• [Brano]
####
Il rifiuto dei rapporti sessuali e l'addebito della separazione
Il secondo comma dell'art. 151 c.c. statuisce che il giudice, pronunziando la separazione, ove ne ricorrano le circostanze e venga richiesto, dichiara "a quale dei coniugi sia addebitabile la separazione, in considerazione del suo comportamento contrario ai doveri che derivano dal matrimonio".
Presupposto dell'addebito, la cui valutazione va effettuata sulla base del complessivo comportamento dei coniugi nello svolgimento del rapporto coniugale e i cui effetti rilevano in sede di diritto al mantenimento e successorio, è, dunque, l'intollerabilità della convivenza causata dalla violazione, da parte di uno dei due coniugi, degli obblighi e dei doveri nascenti dal matrimonio (Cass. n. 6621/1994).
####
• [Compiti da svolgere]
A - Secondo il brano sull'addebito della separazione, quale comma di quale articolo del codice civile disciplina la dichiarazione di addebito?
B - Trascrivi di nuovo la parte del brano sull'addebito della separazione che si apre con le parole contenenti "Il rifiuto dei" e si chiude con "(Cass. n. 6621/1994).", mettendo "sposi" al posto di "coniugi".
C - Riassumi in due frasi il brano sull'addebito della separazione.
Per rispondere basati soltanto sul brano.
####
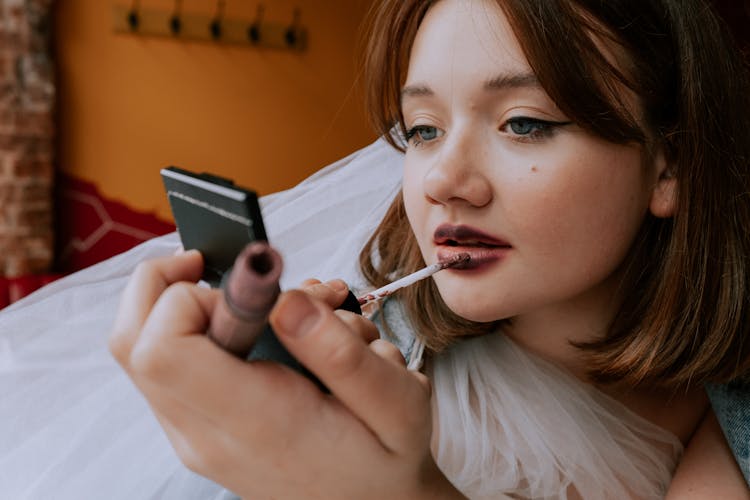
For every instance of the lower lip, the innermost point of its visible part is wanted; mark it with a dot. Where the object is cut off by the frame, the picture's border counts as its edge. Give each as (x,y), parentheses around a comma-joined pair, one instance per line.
(481,257)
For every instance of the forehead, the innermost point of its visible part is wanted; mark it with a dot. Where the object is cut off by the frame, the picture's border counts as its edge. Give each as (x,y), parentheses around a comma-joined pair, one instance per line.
(471,37)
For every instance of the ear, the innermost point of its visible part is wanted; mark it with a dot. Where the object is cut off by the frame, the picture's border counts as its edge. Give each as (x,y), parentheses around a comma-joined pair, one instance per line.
(664,195)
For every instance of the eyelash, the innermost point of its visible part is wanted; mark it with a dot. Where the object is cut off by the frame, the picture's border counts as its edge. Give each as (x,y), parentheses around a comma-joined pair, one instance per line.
(540,130)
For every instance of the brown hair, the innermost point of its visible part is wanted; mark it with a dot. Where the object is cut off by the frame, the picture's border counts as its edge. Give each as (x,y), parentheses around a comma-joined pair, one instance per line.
(684,318)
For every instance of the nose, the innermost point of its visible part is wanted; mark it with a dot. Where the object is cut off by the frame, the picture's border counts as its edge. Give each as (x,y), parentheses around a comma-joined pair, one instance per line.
(457,175)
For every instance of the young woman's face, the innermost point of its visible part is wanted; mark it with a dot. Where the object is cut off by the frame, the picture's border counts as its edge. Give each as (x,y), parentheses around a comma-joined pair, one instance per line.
(493,168)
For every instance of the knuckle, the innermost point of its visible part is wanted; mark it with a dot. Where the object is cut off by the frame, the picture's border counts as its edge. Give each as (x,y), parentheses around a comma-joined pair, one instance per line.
(145,361)
(346,358)
(119,346)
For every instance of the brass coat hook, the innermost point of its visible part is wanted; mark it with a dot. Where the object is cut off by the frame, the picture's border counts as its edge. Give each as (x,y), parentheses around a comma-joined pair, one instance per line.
(291,36)
(215,26)
(134,17)
(175,22)
(253,32)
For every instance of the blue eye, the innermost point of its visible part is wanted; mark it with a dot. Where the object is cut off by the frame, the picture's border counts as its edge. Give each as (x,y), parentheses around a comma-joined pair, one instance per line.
(531,128)
(422,133)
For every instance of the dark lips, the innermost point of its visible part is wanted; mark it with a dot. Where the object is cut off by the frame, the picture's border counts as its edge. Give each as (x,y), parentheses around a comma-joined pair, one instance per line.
(481,247)
(448,234)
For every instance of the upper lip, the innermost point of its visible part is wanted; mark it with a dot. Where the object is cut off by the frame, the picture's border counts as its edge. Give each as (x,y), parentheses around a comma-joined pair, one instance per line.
(462,235)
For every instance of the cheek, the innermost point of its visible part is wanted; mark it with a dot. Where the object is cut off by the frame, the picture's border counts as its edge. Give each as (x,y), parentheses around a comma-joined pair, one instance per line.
(584,218)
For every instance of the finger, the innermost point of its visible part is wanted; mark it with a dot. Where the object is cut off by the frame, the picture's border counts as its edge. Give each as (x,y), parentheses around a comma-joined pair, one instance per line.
(386,397)
(387,350)
(172,352)
(331,292)
(149,280)
(310,282)
(359,325)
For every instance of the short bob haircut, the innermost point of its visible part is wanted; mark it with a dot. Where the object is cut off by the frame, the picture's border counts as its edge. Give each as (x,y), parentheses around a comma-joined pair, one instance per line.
(684,318)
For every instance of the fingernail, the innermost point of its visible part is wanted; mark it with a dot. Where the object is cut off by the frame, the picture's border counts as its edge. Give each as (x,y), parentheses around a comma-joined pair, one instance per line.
(296,314)
(337,285)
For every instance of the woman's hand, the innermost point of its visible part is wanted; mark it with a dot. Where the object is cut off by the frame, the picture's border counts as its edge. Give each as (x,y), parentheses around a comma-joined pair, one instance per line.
(261,429)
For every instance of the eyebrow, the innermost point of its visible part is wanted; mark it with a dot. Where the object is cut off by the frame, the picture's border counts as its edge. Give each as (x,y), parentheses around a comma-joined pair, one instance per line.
(499,82)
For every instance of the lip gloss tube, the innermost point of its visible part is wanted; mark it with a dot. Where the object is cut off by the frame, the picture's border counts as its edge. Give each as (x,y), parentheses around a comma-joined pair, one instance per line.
(250,291)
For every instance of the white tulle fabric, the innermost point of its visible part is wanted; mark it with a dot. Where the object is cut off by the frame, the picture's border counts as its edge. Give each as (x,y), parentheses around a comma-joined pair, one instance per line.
(72,426)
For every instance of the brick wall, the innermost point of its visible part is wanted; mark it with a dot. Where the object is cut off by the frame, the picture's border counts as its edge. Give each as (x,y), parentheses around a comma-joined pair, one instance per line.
(27,99)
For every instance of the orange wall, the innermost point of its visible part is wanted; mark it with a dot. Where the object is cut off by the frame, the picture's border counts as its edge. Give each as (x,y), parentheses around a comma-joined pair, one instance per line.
(129,105)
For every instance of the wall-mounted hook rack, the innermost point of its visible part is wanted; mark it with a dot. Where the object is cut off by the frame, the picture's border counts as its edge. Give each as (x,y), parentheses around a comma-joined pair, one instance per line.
(179,25)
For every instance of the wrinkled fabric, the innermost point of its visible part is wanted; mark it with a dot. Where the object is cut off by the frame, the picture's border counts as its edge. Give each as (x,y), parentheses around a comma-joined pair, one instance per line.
(73,426)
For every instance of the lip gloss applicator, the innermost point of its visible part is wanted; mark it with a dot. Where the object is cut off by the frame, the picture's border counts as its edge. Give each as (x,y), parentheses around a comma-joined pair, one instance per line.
(239,324)
(408,280)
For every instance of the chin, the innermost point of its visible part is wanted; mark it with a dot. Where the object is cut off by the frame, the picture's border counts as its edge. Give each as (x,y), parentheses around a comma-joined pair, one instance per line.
(472,310)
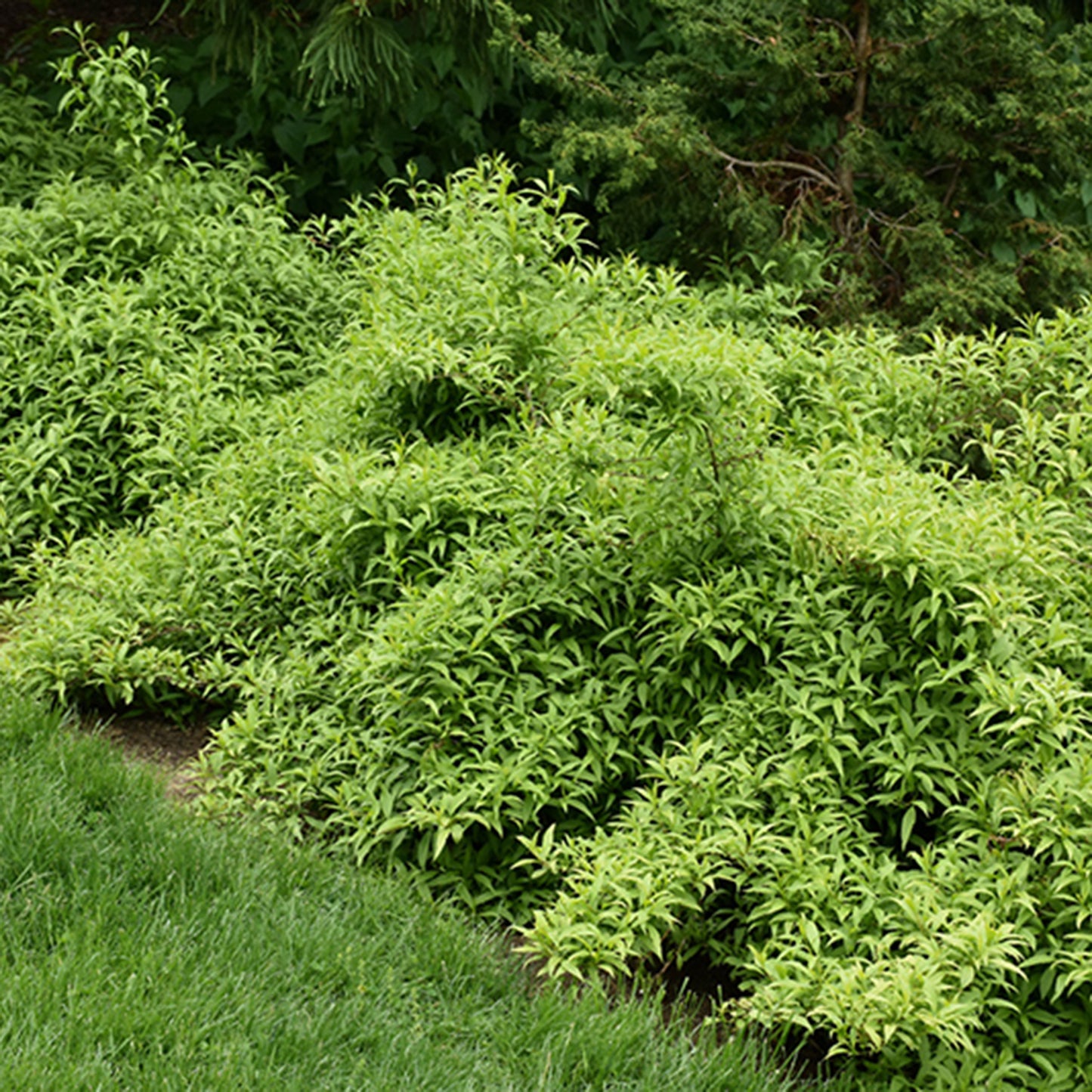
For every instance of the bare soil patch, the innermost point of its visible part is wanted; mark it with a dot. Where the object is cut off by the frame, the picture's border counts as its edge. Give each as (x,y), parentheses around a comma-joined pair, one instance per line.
(169,749)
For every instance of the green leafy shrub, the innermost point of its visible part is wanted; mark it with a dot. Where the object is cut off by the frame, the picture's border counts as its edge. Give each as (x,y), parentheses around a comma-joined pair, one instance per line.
(657,637)
(140,317)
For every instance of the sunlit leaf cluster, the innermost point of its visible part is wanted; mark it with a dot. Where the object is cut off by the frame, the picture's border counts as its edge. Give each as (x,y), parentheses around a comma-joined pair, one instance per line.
(660,633)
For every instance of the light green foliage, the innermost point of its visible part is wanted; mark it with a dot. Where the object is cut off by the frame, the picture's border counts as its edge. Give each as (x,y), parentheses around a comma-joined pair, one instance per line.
####
• [Risposte]
A - Il secondo comma dell'art. 151 c.c.

B -
Il rifiuto dei rapporti sessuali e l'addebito della separazione
Il secondo comma dell'art. 151 c.c. statuisce che il giudice, pronunziando la separazione, ove ne ricorrano le circostanze e venga richiesto, dichiara "a quale dei sposi sia addebitabile la separazione, in considerazione del suo comportamento contrario ai doveri che derivano dal matrimonio".
Presupposto dell'addebito, la cui valutazione va effettuata sulla base del complessivo comportamento dei sposi nello svolgimento del rapporto coniugale e i cui effetti rilevano in sede di diritto al mantenimento e successorio, è, dunque, l'intollerabilità della convivenza causata dalla violazione, da parte di uno dei due sposi, degli obblighi e dei doveri nascenti dal matrimonio (Cass. n. 6621/1994).

C - Il secondo comma dell'art. 151 c.c. prevede che il giudice, pronunciando la separazione, dichiari su richiesta a quale coniuge sia addebitabile, in considerazione del suo comportamento contrario ai doveri derivanti dal matrimonio. Presupposto dell'addebito, che si valuta sul comportamento complessivo dei coniugi e rileva per il mantenimento e la successione, è l'intollerabilità della convivenza causata dalla violazione di tali doveri da parte di uno dei due.